> _Your instructions_:
Set down the data again exactly. Pictures are not part of the copy.

+++++

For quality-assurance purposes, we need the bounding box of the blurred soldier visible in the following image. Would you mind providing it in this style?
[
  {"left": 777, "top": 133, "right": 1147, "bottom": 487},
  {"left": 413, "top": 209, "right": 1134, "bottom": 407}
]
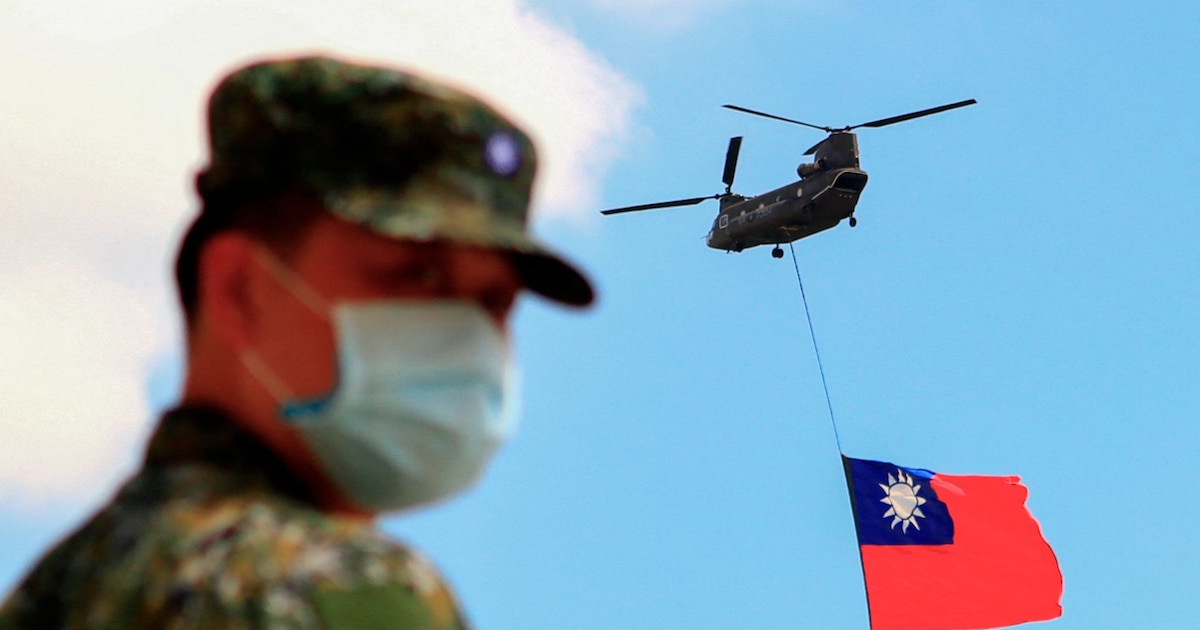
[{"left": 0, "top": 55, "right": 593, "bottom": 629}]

+++++

> _Expected answer_:
For quality-assurance purposes, we need the bounding box of the blurred soldier visible in the following image. Would you mind providing it in this style?
[
  {"left": 777, "top": 133, "right": 1147, "bottom": 487},
  {"left": 413, "top": 209, "right": 1134, "bottom": 407}
]
[{"left": 0, "top": 55, "right": 593, "bottom": 629}]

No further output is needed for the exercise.